* TEXT TO READ:
□ □ □

Capital gains and losses in a given tax year are totalled, but in three separate categories according to the class of the asset:

- collectables (those above the $500 exemption described above).
- personal use items (those above the $10,000 exemption described above).
- all other assets.

The existence of separate categories for collectables and personal items works to prevent losses from them being offset against other gains such as from investments. In effect it prevents hobbies being subsidised.

Net losses in each category can be carried forward to future years, in their respective categories, but cannot be offset against ordinary income, or each other.

Capital losses are applied before the capital gains discount:
 An individual makes a capital gain of $100 eligible for 50% discount = $50 net capital gain. If the person also had capital losses of $50, the losses would apply first and there would be $50 capital gains left over eligible for 50% discount = $25 net capital gain.

=== Reduced cost base ===
When a CGT event takes place on a CGT asset and the cost base is greater than the capital proceeds, then the taxpayer needs to calculate the asset's reduced cost base to work out whether there was a capital loss. The reduced cost base of a CGT asset has the same five elements as the cost base, except for the third element.

Common example of reduced cost base:

 Greg acquired a rental property on 1 July 1998 for $300,000 and makes improvements of $50,000. Before disposing of the property on 30 June 2011, he had claimed $20,000 in capital works deductions. At the time of disposal, the cost base of the property was $350,000. The reduced cost base of the property is reduced by $20,000 to $330,000.

Prior to 1 July 2001, distributions from property trusts commonly included a so-called "tax free" portion which was subtracted from the reduced cost base but not the cost base, in a similar way. (See Property trust distributions below.)

=== Indexed cost base method ===
For assets acquired between 20 September 1985 and 20 September 1999 the taxpayer may choose between two methods of calculating a capital gain – the discount method described above, or the indexation method – whichever method results in the least tax. The indexation method is as follows:

- for each qualifying asset, calculate the capital gain: the difference between proceeds of sale of the asset and its indexed cost base, but with indexation stopped at the CPI as of the quarter ending 30 September 1999.
- capital losses are applied in the usual manner: capital losses (of the same or previous years) reduce the capital gain. If there is a net capital gain, it is included in taxable income and if negative the capital loss is carried forward to the next year.

□ □ □

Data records
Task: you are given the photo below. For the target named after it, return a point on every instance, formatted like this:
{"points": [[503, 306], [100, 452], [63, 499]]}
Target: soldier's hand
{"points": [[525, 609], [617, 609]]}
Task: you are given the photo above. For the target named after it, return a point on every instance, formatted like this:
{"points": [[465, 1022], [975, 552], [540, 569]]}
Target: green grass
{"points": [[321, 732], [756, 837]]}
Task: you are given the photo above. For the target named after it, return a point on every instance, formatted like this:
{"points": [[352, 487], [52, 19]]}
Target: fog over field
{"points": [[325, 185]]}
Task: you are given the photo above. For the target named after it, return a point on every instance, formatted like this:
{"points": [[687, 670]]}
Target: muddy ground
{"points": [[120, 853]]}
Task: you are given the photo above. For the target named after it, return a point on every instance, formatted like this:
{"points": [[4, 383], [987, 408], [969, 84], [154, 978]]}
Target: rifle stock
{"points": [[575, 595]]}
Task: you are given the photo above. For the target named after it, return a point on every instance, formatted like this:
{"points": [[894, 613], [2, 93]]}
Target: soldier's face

□ □ □

* GIVEN PROBLEM A:
Retype the capital gains tax text from "- for each qualifying" to "30 September 1999.".
* GIVEN PROBLEM B:
List the separate categories into which the capital gains tax text says capital gains and losses in a tax year are totalled.

* ANSWER A:
- for each qualifying asset, calculate the capital gain: the difference between proceeds of sale of the asset and its indexed cost base, but with indexation stopped at the CPI as of the quarter ending 30 September 1999.

* ANSWER B:
- Collectables (those above the $500 exemption)
- Personal use items (those above the $10,000 exemption)
- All other assets